» **The exercise**: Change "light shade" to "lamp shade" wherever it occurs in the lines below, leaving everything else as it is.

» **Exercise input**:
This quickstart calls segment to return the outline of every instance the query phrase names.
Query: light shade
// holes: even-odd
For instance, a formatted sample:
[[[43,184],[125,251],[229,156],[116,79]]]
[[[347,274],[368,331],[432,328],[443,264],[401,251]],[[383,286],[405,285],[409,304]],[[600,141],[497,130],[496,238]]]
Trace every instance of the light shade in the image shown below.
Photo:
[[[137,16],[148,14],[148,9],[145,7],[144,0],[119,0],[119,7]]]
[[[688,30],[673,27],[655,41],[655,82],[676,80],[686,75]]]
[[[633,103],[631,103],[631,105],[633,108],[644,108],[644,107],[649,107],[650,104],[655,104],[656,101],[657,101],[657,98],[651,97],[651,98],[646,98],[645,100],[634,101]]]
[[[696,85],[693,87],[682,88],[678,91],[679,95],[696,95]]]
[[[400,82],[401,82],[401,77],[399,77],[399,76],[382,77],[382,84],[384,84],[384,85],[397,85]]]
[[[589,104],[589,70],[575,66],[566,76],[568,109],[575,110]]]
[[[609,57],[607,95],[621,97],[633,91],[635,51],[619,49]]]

» **Answer**:
This quickstart calls segment to return the outline of every instance the query phrase names.
Query: lamp shade
// holes: even-odd
For instance, a formatted sample:
[[[43,184],[125,251],[229,156],[116,79]]]
[[[347,274],[368,331],[432,328],[443,264],[401,251]],[[383,286],[405,285],[409,304]],[[600,141],[497,130],[496,238]]]
Trace every instance of the lamp shade in the image shown below.
Photo:
[[[137,16],[148,14],[148,9],[145,7],[144,0],[119,0],[119,7]]]
[[[688,30],[673,27],[655,41],[655,82],[676,80],[686,75]]]
[[[633,103],[631,103],[631,105],[633,108],[644,108],[644,107],[649,107],[650,104],[655,104],[656,101],[657,101],[657,98],[651,97],[651,98],[646,98],[645,100],[634,101]]]
[[[696,85],[693,87],[682,88],[678,91],[679,95],[696,95]]]
[[[400,82],[401,82],[401,77],[399,77],[399,76],[382,77],[382,84],[384,84],[384,85],[397,85]]]
[[[589,104],[589,70],[575,66],[566,76],[568,109],[575,110]]]
[[[609,57],[607,95],[621,97],[633,91],[635,51],[619,49]]]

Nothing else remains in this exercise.